Requirement:
Nothing but the lines below from the one that contains "Target: pink instant camera" through the one that contains "Target: white ceiling" should be retyped, exactly and including both ends. Do not include pictures.

Dataset entries:

+--

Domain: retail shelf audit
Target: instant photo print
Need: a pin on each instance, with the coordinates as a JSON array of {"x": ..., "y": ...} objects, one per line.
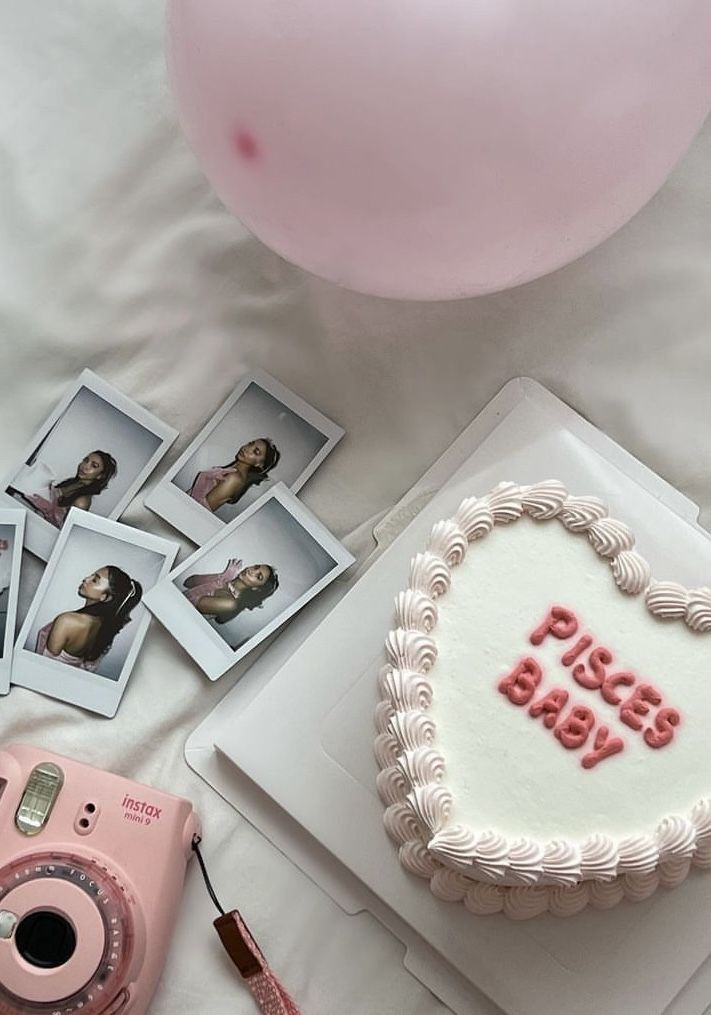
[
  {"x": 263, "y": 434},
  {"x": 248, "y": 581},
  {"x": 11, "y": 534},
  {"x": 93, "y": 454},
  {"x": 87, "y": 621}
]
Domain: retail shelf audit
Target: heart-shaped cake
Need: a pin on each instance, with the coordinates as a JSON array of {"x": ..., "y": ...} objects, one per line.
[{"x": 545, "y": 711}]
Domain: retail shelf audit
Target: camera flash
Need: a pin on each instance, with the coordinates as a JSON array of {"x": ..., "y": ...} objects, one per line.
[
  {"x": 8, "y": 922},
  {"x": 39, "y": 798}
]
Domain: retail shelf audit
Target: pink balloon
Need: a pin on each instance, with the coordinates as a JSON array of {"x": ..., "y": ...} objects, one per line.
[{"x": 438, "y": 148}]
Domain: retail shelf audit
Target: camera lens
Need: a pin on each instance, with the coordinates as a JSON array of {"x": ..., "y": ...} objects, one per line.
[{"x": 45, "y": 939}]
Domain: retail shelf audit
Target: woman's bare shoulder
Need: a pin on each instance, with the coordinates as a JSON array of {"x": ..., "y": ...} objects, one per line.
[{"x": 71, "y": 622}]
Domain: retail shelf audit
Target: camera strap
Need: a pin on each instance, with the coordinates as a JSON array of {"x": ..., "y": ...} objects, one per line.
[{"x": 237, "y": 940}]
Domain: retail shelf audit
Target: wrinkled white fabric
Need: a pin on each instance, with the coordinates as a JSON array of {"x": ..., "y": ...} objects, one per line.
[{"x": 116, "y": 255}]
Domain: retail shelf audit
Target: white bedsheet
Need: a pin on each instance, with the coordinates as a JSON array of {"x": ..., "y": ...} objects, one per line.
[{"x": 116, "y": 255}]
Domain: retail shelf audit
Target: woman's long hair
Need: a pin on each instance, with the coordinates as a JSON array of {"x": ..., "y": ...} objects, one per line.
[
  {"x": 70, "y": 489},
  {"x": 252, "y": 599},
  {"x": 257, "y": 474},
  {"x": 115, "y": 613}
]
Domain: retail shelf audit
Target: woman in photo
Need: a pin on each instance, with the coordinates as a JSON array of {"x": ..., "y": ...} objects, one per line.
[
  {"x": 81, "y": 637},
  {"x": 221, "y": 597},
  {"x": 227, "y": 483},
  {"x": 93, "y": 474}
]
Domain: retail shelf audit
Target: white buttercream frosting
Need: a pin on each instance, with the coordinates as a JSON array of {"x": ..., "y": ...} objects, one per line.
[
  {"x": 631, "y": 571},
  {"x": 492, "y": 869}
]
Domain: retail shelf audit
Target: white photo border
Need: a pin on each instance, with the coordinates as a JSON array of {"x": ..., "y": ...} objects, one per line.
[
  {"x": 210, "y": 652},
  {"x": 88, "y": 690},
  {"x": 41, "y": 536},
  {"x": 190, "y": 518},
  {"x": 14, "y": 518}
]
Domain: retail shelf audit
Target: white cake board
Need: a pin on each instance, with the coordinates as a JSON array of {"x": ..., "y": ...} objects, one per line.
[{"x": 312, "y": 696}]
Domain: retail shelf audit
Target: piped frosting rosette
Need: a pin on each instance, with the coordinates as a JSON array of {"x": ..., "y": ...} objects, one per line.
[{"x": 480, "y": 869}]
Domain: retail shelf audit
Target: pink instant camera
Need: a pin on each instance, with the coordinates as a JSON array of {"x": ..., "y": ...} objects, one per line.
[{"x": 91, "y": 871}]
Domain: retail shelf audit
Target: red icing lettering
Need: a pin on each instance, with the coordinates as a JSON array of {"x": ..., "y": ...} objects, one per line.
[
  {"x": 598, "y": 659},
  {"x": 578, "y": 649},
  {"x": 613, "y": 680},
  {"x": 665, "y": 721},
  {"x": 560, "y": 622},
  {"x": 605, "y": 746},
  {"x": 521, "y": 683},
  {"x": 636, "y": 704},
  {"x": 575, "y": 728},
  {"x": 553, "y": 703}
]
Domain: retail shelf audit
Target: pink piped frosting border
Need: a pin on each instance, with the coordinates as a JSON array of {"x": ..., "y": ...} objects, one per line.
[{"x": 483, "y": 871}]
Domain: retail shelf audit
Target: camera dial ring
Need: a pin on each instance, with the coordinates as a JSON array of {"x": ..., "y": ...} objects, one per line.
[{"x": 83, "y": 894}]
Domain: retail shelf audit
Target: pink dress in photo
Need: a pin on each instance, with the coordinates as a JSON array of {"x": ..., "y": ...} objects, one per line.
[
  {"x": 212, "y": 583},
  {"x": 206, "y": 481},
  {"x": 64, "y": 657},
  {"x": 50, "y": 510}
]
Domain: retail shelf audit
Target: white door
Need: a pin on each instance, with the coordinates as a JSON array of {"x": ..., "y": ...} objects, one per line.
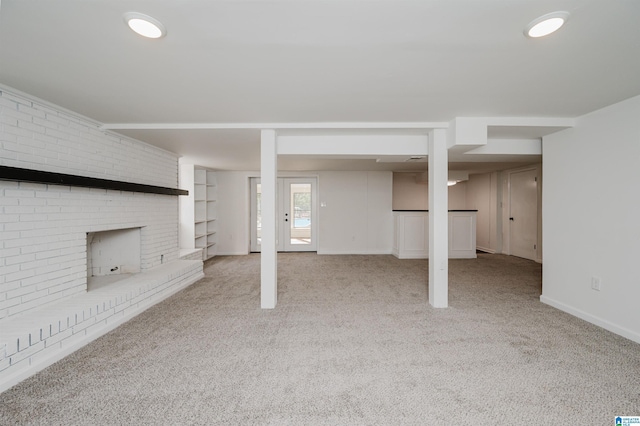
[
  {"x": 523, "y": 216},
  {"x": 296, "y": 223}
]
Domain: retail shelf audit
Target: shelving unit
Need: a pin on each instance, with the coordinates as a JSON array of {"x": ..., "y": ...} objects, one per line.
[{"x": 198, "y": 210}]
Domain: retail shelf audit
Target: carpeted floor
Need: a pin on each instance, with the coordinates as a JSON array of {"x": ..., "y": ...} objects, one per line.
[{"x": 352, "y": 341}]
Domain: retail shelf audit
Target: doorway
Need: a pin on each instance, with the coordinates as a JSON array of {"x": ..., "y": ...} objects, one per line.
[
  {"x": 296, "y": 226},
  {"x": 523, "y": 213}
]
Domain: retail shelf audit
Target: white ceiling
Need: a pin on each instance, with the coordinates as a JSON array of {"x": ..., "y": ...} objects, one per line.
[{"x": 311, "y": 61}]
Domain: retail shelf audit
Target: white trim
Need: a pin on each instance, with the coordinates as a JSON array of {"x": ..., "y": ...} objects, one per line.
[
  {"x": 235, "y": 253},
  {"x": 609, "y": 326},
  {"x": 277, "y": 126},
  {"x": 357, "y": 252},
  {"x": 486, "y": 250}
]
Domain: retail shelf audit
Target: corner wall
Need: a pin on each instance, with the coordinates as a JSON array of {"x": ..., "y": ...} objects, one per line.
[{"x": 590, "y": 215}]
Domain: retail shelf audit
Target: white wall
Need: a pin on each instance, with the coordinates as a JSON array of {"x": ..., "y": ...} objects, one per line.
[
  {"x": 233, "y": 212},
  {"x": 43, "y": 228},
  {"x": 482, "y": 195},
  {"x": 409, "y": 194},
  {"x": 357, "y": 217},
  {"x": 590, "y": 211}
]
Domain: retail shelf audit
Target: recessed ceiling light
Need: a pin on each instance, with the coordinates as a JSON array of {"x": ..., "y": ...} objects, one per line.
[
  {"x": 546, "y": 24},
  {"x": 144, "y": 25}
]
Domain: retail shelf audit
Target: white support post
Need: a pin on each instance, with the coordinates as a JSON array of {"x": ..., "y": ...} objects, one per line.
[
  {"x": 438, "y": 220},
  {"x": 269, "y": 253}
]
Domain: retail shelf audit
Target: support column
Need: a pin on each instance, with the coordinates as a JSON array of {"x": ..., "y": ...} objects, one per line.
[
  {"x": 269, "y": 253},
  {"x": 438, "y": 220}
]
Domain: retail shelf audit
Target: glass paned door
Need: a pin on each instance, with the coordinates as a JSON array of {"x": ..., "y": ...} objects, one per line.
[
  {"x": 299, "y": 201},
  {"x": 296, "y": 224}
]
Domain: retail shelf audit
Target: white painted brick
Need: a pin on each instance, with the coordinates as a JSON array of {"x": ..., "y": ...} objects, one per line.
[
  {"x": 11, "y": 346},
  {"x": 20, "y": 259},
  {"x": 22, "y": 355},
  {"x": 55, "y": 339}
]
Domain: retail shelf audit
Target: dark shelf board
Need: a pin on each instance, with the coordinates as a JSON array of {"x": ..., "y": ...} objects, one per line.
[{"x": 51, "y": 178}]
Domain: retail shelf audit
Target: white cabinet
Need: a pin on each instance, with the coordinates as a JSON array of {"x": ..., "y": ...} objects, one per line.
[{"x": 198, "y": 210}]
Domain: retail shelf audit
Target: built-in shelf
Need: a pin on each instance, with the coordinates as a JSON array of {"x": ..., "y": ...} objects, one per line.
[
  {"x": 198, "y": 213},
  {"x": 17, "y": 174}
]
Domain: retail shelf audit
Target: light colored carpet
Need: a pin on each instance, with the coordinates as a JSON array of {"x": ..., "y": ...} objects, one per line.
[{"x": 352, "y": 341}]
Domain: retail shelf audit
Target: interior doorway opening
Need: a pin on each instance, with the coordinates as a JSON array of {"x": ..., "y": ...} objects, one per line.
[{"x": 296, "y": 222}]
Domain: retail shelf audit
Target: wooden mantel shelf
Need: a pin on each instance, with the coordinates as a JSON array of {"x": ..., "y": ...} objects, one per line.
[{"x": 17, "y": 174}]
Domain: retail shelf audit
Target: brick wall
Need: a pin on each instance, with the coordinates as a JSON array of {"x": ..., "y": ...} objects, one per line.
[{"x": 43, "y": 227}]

+--

Solution to this exercise:
Target: pink instant camera
Need: a pin on each instance, with the coordinates as a JSON array of {"x": ..., "y": ...} objects, one per line.
[{"x": 91, "y": 871}]
Domain: retail shelf audit
Target: red icing lettering
Need: a pin on each instance, with the coordinates as a JSON array of {"x": ..., "y": ...} objects, one per line.
[
  {"x": 598, "y": 659},
  {"x": 578, "y": 649},
  {"x": 613, "y": 680},
  {"x": 665, "y": 721},
  {"x": 560, "y": 622},
  {"x": 605, "y": 746},
  {"x": 521, "y": 683},
  {"x": 636, "y": 704},
  {"x": 575, "y": 728},
  {"x": 553, "y": 703}
]
Domain: retail shelf audit
Target: pink piped frosting border
Need: a pin on each instance, with the coordinates as a JSON array of {"x": ..., "y": ...} objects, one per line.
[{"x": 483, "y": 871}]
Domain: retail shelf audit
Target: camera dial ring
Need: a pin on each instance, with the coordinates as a JSON array of {"x": ..., "y": ...} objects, one per line.
[{"x": 83, "y": 894}]
Domain: retail shelf audit
Target: pink dress in photo
Need: a pin on each instance, with the coordinates as a JSON array of {"x": ..., "y": ...} objects, one per line.
[
  {"x": 212, "y": 583},
  {"x": 206, "y": 481},
  {"x": 64, "y": 657},
  {"x": 50, "y": 510}
]
Domain: retail shelf audit
Target: white door
Need: a pin on each instance, with the coordinates as a JSON array of {"x": ..., "y": ...} objects, one per line.
[
  {"x": 523, "y": 216},
  {"x": 296, "y": 223}
]
Domain: retail shelf audit
Target: shelving unit
Need: a pin on each instance, with the coordinates as a JSON array of {"x": ..., "y": ...} objects, one per line.
[{"x": 198, "y": 210}]
Domain: retail shelf audit
Target: carpeted floor
Need: a pin on each instance, with the coordinates as a JSON array of {"x": ..., "y": ...} objects, one per line.
[{"x": 352, "y": 341}]
Domain: retail shelf audit
Target: doorway
Need: a pin on each instance, with the coordinates as a JSON array of {"x": ..., "y": ...} objects, one per line.
[
  {"x": 296, "y": 226},
  {"x": 523, "y": 213}
]
Domain: retail shelf audit
Target: white ceiling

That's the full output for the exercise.